[Referring expression data]
────

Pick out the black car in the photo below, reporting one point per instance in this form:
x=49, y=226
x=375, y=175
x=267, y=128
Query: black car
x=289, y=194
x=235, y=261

────

Retype the records above in full, exactly.

ANSWER BELOW:
Pick out the black car in the photo below, reporting one point per instance in this form:
x=49, y=226
x=375, y=175
x=267, y=128
Query: black car
x=289, y=194
x=235, y=261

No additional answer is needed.